Your task »
Set down each line of the material that follows, exactly, with no pictures.
#### Extracted information ####
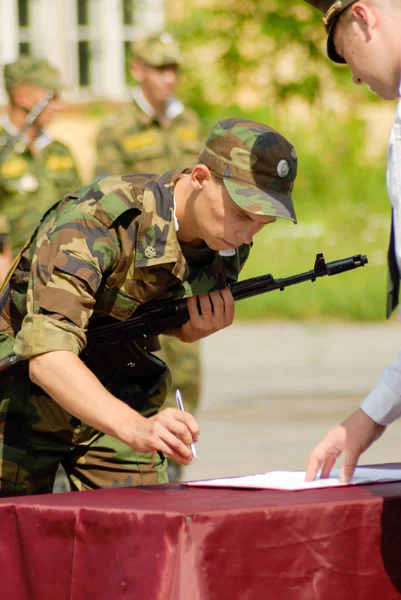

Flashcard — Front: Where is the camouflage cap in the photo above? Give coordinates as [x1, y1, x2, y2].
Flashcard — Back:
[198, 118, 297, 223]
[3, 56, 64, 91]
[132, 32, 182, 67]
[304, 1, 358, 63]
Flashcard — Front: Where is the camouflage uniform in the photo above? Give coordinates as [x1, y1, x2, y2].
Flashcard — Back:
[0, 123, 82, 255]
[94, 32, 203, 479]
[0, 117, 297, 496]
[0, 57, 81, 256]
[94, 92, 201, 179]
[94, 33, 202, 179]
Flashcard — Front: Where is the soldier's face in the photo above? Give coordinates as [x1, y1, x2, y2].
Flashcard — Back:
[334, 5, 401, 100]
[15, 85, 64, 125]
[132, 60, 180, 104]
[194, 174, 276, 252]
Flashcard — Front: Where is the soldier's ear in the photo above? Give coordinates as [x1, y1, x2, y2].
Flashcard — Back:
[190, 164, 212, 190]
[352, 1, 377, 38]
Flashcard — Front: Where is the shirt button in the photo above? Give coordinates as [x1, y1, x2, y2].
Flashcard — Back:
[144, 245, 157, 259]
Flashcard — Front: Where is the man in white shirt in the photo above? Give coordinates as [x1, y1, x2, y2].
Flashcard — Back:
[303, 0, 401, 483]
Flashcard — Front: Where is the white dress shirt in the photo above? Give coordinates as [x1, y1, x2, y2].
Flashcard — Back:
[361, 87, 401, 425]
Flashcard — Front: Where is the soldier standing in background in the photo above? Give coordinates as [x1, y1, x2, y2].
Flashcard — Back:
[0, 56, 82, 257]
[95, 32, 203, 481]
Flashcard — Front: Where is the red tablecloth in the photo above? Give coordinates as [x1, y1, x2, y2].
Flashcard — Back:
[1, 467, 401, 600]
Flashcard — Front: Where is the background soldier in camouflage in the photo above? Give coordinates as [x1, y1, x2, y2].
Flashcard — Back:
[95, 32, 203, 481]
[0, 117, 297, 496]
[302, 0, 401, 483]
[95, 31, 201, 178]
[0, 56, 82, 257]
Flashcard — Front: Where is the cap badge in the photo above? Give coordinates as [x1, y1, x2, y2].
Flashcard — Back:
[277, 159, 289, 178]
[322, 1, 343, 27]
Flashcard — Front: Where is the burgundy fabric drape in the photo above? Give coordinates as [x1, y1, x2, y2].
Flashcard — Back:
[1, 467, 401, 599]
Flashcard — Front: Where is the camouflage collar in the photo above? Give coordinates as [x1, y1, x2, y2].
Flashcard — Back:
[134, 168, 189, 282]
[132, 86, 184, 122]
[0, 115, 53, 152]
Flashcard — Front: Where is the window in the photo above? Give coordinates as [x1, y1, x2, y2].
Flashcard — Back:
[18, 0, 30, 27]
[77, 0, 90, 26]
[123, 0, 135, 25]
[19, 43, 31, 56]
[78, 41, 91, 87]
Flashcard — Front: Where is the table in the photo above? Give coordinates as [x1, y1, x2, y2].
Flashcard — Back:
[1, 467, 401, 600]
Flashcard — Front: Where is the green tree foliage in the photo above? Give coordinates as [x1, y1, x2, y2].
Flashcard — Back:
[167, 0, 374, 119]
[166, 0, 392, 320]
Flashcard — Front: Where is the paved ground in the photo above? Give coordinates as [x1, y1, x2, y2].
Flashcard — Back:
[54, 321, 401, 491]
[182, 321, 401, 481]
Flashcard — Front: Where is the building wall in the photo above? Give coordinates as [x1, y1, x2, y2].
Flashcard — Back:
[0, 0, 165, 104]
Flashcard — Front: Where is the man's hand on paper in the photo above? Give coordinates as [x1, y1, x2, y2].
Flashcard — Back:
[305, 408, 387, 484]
####
Answer to this exercise »
Flashcard — Front: Where is the camouflage cap in the photo above? Give coordinates as [x1, y1, x2, y2].
Flashcard — Back:
[198, 118, 297, 223]
[3, 56, 64, 91]
[132, 32, 182, 67]
[304, 1, 358, 63]
Flashcard — Front: Where is the camouflage uniform in the photo above? Give coordinates as [x1, y1, x2, y2].
Flashcard — Back:
[0, 123, 82, 255]
[94, 32, 203, 479]
[0, 117, 297, 496]
[0, 57, 81, 256]
[94, 92, 201, 179]
[94, 33, 202, 179]
Flashcard — Front: Where is the soldier's face in the photo above? Give coordinates as [x1, y1, x2, y2].
Flashcard — Back:
[334, 5, 401, 100]
[15, 85, 64, 125]
[132, 60, 180, 104]
[194, 174, 276, 252]
Flashcard — Front: Where is the soldier's ear in the photo above? Give coordinates as [x1, y1, x2, y2].
Flashcard — Back:
[190, 164, 212, 190]
[352, 1, 377, 38]
Flashcard — Front: Where is the shirt button in the photo above? Give coordinates as [x1, y1, x2, y2].
Flashcard — Back:
[144, 245, 157, 259]
Flashcard — Front: Where is the man in white shirt in the photo above? Give coordinates as [x1, y1, x2, y2].
Flashcard — Back:
[303, 0, 401, 483]
Flashcard — Front: Where is the white dress shirt in the photo above? Give coordinates as [x1, y1, x2, y2].
Flashcard — Back:
[361, 87, 401, 425]
Flashcard — Front: Where is the soldier standing in background in the photo above? Give coordinates as [x1, y1, x2, y2].
Flashcard — Back:
[0, 56, 82, 257]
[95, 32, 203, 481]
Flashcard — Front: Where is the red tablecloth in the photo above? Give coordinates as [x1, y1, x2, y2].
Flashcard — Back:
[1, 467, 401, 600]
Flashcard — Front: Where is the background soldier in camouflage in the photo above? Give coordinates as [x1, y1, x2, y2].
Flashcard — Back:
[95, 32, 203, 481]
[0, 117, 297, 496]
[302, 0, 401, 483]
[95, 31, 201, 178]
[0, 56, 82, 257]
Flashcard — Front: Where is the cap badge in the photo above? Give coordinates as [x1, y1, x2, y2].
Flashcard — Back:
[277, 159, 289, 178]
[322, 1, 343, 27]
Flashcard — Front: Where is the burgundy fabric drape in the photo above? Give coordinates as [x1, y1, x2, y2].
Flashcard — Back:
[1, 467, 401, 599]
Flashcard — Front: Where is the camouflage collar in the photo above? Give coordinates as [x1, y1, x2, y2].
Flashcard — Back:
[134, 168, 189, 282]
[132, 86, 184, 122]
[0, 115, 53, 152]
Flashcard — Front: Where is the window in the photo above? Give coordinates as [x1, y1, x2, y2].
Flashcard — Back:
[18, 0, 30, 27]
[77, 0, 90, 26]
[123, 0, 135, 25]
[19, 43, 31, 56]
[78, 41, 91, 87]
Flashcard — Front: Where is the table in the photo above? Give coordinates as [x1, y1, x2, y2].
Flashcard — Back:
[1, 467, 401, 600]
Flashcard — Front: Where is the green tree foliage in the photo above? Give coordinates as [x1, y1, x2, y2].
Flashcard — Back:
[167, 0, 374, 119]
[166, 0, 392, 320]
Flashcard — Front: Where is the paved ground in the photo above? Give coordinates as [x1, y1, x2, y2].
Flashcard — Back:
[54, 321, 401, 491]
[182, 321, 401, 481]
Flashcard — Front: Where is the building wall in the photo above? Give coordinates as [x1, y1, x2, y2].
Flashcard — Back:
[0, 0, 165, 104]
Flashcard — Front: Where is the man's hand on paper in the photo above? Give coordinates as [x1, y1, x2, y2].
Flashcard — Back:
[305, 408, 387, 484]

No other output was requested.